Source passage:
════

Yes, only one transport should be tested at a time, to avoid the possibility of bad transports revealing the IP addresses of the good ones by testing them in combination.
If we follow BridgeDB's spec, [1] and we allow wish for the logic controlling how Tor Browser users are handled to be separate (and thus more maintainable), then this will require a new bridge Distributor, and we should probably start thinking about the threat model/security requirements, and behaviours, of the new Distributor. Some design questions we'll need to answer include:
Should all points on the Distributor's hashring be reachable at a given time (i.e., should there be some feasible way, at any given point in time, to receive any and every Bridge allocated to the Distributor)?
Or should the Distributor's hashring rotate per time period? Or should it have sub-hashrings which rotate in and out of commission?
Should it attempt to balance the distribution of clients to Bridges, so that a (few) Bridge(s) at a time aren't hit with tons of new clients?
Should it treat users coming from the domain front as separate from those coming from elsewhere? (Is is even possible for clients to come from elsewhere? Can clients use Tor to reach this distributor? Can Tor Browser connect directly to BridgeDB, not through the domain front?)
If we're going to do autoprobing, should it still give out a maximum of three Bridges per request? More? Less?
Personally, I think the domain fronting distributor should behave identically to the closest equivalent distributor that isn't domain fronted, both to reduce implementation complexity, and to keep the system easy to reason about.

════

Recorded data:
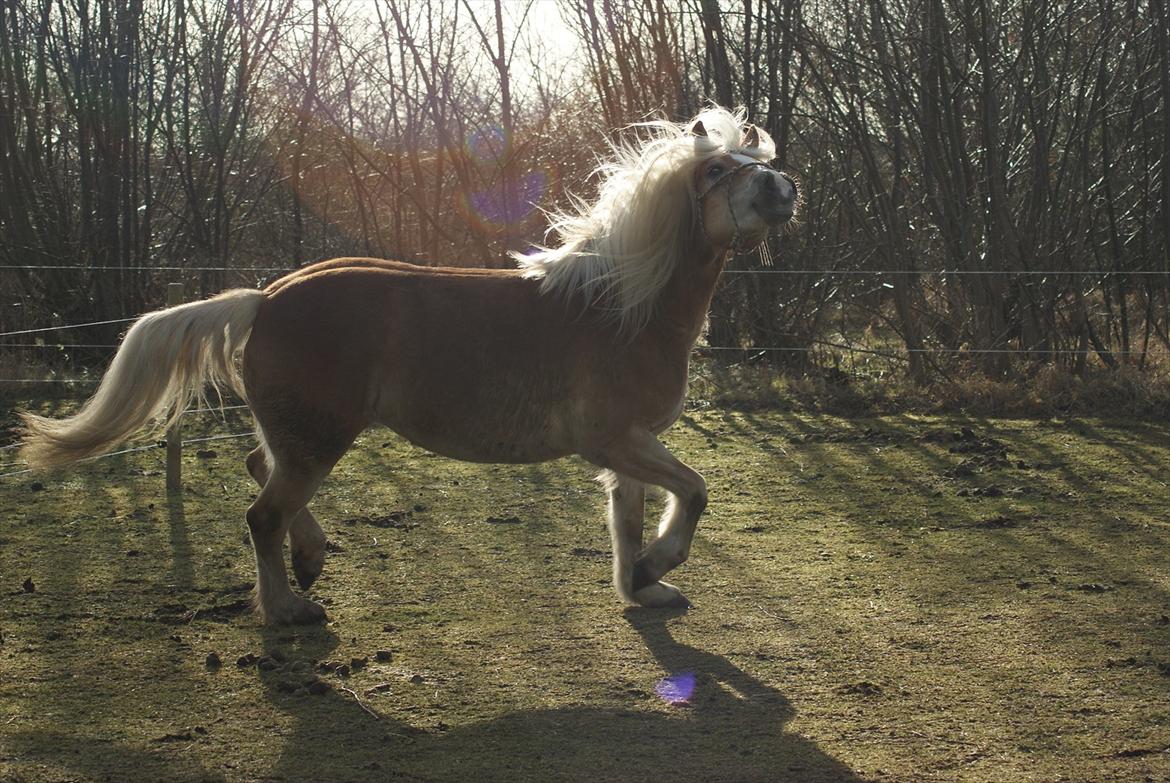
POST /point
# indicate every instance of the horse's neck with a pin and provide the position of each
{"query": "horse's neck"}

════

Problem statement:
Continue the forum discussion of a new domain-fronted BridgeDB Distributor, starting right after its last sentence.

Answer to the task:
Before RBridge is implemented, this would mean using the X-Domain-Fronted-For header's IP address as if it were the real IP address, and index into the hashrings in the same way as we do with the web distributor.
I could see an argument that the set of bridges held by the domain fronting distributor should be kept separate from the web distributor, because heck, way more people should be able to access the domain fronted version, and maybe we want to drastically reduce the web distributor's pool because nobody can reach it (except for whitelisted scrapers and people who don't really need bridges).
However, if you do keep the domain front pool separate from the web distributor pool, you should ensure that you also properly handle the case where Tor IP addresses appear in the X-Domain-Fronted-For header. Again, for this case, I think the simplest answer is "use the same rules as the current web distributor does", though if the domain front pool is separate, perhaps the Tor fraction should be much smaller.
Would you and/or Isis be able to work on this on the backend? If not, can either of you recommend someone that might be able to help with the domain fronting bits and other bits involved?
I'm in. Yawning mentioned wanting to work on this too. :)
Great!